## [Exercise description]
Only those lines running from the line that contains "Q: Pick out each instance of the jacket collar" through the end of the material are to be written out, each exactly as shown.

(Records from a dataset)

(begin)

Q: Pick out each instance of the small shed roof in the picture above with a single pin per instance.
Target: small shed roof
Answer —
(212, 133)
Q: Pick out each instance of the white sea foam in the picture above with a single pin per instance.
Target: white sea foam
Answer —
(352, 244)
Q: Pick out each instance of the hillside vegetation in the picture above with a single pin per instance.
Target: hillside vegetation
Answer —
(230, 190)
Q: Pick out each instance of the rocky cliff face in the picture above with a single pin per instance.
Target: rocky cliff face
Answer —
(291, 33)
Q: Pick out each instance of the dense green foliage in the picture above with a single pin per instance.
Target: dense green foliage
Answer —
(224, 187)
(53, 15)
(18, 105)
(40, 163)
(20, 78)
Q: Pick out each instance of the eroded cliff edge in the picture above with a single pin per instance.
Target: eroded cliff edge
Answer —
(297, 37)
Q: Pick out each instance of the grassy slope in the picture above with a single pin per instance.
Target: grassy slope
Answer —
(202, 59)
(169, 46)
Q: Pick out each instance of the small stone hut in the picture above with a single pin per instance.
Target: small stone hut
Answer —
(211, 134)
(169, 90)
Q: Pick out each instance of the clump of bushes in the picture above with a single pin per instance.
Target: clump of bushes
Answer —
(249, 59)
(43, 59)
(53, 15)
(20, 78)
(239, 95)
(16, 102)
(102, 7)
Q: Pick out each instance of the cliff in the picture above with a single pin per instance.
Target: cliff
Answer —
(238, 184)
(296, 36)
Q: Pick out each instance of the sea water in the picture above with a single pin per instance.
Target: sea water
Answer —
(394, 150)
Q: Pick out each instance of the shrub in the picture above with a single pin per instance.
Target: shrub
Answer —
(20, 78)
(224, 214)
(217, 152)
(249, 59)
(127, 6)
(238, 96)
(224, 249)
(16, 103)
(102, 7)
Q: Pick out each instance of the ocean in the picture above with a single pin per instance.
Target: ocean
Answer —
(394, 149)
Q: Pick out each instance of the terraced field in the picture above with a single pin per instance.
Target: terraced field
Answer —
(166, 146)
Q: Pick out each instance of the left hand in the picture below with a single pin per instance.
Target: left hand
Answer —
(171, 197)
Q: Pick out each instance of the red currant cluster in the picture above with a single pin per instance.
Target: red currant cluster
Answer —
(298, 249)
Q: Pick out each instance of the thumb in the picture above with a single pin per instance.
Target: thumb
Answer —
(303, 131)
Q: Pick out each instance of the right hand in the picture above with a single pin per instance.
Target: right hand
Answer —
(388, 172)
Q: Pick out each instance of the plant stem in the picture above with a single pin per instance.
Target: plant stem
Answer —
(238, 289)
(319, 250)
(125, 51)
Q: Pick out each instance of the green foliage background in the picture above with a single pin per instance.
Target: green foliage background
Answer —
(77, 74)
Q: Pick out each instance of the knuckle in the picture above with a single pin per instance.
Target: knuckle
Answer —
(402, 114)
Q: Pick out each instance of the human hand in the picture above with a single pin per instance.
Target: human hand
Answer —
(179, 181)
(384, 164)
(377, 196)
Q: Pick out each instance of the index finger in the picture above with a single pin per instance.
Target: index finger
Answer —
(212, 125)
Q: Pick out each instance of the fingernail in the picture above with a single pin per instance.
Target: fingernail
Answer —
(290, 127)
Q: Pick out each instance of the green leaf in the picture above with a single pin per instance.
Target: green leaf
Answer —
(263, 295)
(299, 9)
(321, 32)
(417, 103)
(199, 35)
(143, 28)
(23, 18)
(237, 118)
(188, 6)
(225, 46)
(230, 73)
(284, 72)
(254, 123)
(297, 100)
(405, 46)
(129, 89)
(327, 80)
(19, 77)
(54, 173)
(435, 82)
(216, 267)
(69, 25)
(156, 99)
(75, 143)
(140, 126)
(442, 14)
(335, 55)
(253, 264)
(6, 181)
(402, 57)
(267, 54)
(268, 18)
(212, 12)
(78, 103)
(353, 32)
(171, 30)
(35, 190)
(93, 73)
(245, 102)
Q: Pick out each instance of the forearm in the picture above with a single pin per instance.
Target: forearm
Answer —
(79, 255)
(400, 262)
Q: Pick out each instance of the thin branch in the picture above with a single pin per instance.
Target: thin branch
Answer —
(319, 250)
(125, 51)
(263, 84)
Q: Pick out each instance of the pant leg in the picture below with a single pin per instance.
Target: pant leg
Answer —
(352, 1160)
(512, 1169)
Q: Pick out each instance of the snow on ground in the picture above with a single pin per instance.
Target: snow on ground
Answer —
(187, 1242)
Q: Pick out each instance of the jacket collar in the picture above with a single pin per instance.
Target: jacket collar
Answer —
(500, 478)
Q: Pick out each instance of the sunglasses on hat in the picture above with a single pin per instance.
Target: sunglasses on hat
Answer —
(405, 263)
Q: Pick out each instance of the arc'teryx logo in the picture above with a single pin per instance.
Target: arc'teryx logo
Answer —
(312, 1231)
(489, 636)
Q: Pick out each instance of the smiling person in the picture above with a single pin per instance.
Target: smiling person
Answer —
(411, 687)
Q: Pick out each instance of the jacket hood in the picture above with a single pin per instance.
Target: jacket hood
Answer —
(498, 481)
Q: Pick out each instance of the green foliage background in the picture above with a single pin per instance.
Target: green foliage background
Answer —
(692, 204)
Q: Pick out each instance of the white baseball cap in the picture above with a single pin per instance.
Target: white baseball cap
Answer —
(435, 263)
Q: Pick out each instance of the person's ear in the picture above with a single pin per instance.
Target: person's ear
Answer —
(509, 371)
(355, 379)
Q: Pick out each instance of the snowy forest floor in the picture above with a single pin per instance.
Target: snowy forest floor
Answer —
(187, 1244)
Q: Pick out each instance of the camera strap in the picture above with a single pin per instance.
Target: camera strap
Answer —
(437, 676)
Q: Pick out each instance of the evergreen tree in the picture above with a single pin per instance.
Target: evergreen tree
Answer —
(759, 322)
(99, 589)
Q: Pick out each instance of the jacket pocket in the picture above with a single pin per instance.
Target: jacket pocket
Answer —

(end)

## [Result of this exercise]
Q: Pick out each instance of the jacket collar in the picture above with a single pin per instance.
Target: jacket collar
Answer —
(500, 478)
Q: Pick out each instance of the sunglasses on hat in the picture above with a single pin per instance.
Target: sunglasses on hat
Answer —
(405, 263)
Q: Pick out each instance of the arc'teryx logo in the picture above with a single pin per instance.
Target: arc'teryx logo
Answer —
(312, 1231)
(489, 636)
Q: Pick out each instance of the smiling person in the picture above with a single pin per instance.
Target: smiling person
Answer —
(411, 687)
Q: Pick out each instance of the jacket hood in the picture above with a single pin per instance.
Target: jacket hood
Answer —
(498, 481)
Q: Pick out each instance of the green foliage background in the picture above with a single pin per instance.
Target: green foliage background
Answer —
(692, 204)
Q: Pick out each instance of the white baseball cap in the picture above with a single pin per instance.
Target: white baseball cap
Answer —
(435, 263)
Q: Pick out each instance of the person's ear in the picture above with a single pin per instance.
Target: person's ear
Answer —
(509, 371)
(355, 379)
Q: Pick out each instance of the snowy forest floor in the picture above with a single pin per instance.
Target: snowy forest floor
Answer —
(187, 1244)
Q: Pick out each instance of the camera strap in the picture above with a single pin per instance.
Target: camera strap
Answer —
(437, 676)
Q: Pick out each instance of the evergreen tree in the picture above with a single pin per instance.
Target: evergreen tree
Answer —
(759, 322)
(99, 589)
Q: Pick out each instance of the jacket pocket in the picture above with a single pin per instance.
Target: jacket pocket
Answer —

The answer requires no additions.